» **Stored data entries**
Segment Open
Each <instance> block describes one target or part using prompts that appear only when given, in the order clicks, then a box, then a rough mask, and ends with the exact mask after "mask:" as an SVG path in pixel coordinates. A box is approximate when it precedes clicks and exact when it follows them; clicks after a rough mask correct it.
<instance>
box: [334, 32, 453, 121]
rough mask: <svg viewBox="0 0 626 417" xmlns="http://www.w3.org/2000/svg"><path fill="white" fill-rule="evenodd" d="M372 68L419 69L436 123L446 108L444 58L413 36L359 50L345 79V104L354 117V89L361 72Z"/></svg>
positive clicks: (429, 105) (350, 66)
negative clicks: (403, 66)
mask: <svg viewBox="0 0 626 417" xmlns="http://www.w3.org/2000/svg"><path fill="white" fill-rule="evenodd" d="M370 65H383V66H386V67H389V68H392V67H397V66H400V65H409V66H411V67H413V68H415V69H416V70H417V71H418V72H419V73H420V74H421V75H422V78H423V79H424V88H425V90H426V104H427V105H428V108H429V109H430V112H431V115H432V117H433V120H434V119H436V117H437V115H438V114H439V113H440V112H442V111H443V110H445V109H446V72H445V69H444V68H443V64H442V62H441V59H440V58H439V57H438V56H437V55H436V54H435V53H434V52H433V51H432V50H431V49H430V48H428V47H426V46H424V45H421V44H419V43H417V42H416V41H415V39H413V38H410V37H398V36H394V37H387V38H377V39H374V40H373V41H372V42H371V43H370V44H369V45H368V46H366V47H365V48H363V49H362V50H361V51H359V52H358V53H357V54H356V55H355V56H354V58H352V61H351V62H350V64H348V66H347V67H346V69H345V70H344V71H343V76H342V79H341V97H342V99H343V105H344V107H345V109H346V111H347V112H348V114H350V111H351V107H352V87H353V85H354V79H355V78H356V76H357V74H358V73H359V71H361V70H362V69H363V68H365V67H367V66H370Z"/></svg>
Segment Closed
» **Task objective**
Copy the records verbatim, from the start down to the line containing "box: [334, 32, 453, 121]", including both ends.

» **Problem solution**
Each <instance> block describes one target or part using prompts that appear only when given, in the order clicks, then a box, then a rough mask, and ends with the exact mask after "mask:" as an SVG path in pixel coordinates. A box is approximate when it precedes clicks and exact when it follows them; clicks after a rough mask correct it.
<instance>
box: [334, 32, 453, 121]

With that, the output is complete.